- **Requirement**:
Copy the lines from the one containing "Dataset curation step: the target class is calm water" to the one containing "[0,0,500,55]", substituting "clear sky" for "blue sky" and changing nothing else.

[Items from a labeling collection]
□ □ □ □
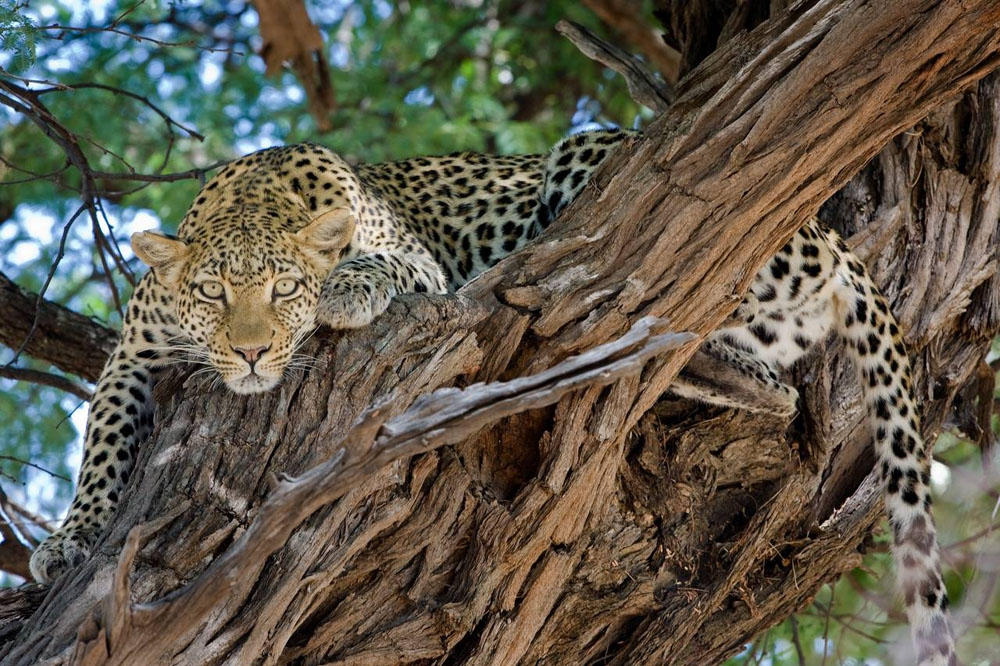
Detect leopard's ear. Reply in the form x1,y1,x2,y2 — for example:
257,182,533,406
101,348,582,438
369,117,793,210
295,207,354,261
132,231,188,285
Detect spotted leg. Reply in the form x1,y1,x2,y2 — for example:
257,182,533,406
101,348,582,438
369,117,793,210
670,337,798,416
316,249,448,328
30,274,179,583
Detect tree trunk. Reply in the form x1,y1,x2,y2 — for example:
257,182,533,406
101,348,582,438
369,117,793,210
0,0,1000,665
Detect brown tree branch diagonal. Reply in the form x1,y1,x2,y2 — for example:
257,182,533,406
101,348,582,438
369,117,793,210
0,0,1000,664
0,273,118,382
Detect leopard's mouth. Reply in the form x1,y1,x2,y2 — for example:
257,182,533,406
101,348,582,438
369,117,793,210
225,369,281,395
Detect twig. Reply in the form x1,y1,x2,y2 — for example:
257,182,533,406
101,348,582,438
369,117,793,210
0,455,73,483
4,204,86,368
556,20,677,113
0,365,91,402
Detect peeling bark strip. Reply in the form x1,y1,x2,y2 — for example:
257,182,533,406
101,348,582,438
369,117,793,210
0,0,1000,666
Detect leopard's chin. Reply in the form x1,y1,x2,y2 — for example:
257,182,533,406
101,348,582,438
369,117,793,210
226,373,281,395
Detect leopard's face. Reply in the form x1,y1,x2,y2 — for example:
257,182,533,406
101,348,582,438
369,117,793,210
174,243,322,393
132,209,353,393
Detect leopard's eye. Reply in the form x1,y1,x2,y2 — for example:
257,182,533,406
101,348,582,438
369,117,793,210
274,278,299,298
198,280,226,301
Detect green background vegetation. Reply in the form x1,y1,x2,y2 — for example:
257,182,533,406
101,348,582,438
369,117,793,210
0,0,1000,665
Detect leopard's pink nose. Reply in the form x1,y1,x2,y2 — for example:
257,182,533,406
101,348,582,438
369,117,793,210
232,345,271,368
□ □ □ □
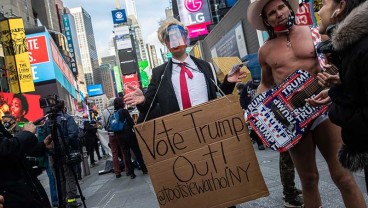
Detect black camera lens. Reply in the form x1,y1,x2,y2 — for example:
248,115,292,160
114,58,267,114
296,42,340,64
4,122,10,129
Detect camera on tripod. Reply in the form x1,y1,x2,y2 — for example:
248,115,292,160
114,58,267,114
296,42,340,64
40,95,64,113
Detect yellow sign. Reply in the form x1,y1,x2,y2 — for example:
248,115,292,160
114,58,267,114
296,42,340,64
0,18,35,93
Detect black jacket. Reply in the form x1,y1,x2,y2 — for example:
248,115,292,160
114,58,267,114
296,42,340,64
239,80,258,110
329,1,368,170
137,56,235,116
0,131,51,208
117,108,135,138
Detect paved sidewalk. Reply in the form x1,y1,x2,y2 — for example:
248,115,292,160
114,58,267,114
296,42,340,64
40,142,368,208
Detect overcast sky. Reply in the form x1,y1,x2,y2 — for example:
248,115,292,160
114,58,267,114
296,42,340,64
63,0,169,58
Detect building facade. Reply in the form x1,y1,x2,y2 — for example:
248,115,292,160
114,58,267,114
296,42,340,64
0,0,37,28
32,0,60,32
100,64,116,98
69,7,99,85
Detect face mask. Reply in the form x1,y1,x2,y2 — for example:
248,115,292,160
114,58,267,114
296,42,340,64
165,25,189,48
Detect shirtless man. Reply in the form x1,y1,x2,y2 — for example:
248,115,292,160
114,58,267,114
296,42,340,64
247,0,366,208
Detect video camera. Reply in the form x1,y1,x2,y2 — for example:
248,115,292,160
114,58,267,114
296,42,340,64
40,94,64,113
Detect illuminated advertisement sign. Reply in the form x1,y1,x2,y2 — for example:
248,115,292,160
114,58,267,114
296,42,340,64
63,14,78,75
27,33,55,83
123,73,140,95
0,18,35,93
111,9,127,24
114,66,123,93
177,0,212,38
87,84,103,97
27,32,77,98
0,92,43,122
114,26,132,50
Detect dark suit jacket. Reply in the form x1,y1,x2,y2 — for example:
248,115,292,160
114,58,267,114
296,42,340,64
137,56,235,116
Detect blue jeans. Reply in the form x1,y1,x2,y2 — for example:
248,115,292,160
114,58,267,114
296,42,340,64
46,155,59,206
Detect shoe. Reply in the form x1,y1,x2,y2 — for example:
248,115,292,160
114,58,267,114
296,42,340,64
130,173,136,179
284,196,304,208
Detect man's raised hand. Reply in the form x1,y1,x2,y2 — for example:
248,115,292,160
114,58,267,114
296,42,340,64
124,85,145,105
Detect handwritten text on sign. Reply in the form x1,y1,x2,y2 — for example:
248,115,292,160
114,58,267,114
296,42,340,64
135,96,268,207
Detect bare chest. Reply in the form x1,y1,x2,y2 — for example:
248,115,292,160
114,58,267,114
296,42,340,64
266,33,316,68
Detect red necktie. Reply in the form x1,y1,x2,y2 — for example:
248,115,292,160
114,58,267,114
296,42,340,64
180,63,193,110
□ □ □ □
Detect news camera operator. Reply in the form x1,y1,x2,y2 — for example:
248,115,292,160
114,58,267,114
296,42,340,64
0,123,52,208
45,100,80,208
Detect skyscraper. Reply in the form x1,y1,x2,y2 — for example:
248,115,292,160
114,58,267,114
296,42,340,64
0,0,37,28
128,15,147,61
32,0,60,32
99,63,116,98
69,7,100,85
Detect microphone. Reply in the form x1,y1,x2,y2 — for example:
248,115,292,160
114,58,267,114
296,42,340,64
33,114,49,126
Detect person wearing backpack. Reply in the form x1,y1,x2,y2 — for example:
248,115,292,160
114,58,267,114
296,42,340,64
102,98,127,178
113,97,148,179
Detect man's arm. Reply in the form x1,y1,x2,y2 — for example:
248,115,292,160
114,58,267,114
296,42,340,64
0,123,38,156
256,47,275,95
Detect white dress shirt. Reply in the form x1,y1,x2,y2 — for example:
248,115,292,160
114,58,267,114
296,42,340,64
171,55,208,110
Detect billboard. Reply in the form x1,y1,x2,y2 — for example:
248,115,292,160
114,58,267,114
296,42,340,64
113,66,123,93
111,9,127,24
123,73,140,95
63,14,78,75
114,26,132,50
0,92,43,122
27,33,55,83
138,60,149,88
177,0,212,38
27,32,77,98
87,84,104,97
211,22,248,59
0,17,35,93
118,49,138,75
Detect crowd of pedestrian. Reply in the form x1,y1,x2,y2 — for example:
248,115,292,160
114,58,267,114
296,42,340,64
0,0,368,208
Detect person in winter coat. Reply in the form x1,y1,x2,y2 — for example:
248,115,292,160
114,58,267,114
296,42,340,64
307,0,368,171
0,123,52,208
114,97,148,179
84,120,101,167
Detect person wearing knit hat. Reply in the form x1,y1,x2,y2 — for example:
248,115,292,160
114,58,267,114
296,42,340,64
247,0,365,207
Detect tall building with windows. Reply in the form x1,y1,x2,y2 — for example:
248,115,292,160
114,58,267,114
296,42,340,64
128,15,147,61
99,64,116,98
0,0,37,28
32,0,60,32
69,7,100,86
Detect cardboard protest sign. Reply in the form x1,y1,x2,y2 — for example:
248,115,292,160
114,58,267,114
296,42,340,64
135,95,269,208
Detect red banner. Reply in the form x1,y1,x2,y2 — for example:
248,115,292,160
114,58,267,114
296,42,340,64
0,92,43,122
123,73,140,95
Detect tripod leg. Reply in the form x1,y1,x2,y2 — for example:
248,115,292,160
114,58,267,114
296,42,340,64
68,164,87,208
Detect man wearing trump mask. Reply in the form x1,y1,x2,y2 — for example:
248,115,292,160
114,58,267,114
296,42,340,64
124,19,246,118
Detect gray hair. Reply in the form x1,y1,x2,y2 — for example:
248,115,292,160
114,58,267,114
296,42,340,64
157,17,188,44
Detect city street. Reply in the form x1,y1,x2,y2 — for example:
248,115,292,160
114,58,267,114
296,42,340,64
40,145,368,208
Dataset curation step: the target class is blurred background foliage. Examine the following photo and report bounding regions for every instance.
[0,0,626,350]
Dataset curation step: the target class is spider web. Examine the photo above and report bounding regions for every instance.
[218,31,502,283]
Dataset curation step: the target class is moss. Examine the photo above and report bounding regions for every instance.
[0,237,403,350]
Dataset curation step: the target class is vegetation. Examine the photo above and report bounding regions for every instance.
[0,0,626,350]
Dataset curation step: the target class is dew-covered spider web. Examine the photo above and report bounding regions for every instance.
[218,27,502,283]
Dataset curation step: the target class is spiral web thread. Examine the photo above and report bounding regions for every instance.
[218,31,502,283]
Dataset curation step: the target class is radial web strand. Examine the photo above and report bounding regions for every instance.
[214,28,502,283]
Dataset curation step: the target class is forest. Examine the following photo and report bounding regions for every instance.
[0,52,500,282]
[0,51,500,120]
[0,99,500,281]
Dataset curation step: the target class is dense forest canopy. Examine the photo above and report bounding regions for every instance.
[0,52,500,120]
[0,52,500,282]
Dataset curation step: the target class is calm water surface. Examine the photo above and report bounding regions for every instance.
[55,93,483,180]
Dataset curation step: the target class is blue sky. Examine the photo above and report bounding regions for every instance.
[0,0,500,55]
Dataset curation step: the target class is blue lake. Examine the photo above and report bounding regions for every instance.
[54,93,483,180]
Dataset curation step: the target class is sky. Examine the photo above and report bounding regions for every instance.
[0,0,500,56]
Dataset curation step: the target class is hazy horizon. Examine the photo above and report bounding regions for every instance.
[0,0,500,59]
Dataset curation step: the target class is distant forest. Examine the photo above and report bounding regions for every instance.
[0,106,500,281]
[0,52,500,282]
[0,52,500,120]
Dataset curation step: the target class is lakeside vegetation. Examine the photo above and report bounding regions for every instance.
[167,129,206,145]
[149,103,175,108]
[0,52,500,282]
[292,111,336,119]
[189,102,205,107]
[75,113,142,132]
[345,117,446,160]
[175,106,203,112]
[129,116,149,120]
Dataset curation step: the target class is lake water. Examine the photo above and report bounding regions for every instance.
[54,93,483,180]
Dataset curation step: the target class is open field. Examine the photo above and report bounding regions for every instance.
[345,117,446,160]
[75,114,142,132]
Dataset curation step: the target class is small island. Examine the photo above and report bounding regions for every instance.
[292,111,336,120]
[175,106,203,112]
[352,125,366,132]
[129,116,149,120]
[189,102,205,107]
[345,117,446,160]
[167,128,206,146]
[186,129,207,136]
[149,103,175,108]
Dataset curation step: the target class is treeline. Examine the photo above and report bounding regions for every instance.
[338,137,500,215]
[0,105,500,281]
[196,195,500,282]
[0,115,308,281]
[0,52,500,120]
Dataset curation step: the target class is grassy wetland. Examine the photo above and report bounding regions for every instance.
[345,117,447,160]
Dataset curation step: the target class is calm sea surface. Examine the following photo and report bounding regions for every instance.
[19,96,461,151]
□ □ □ □
- **Task answer**:
Dataset curation step: the target class is calm water surface. Examine the photo above and report bounding regions for every instance.
[55,93,483,180]
Dataset curation step: the target class is clear sky. Examine the photo above and report bounding regions for every instance.
[0,0,500,55]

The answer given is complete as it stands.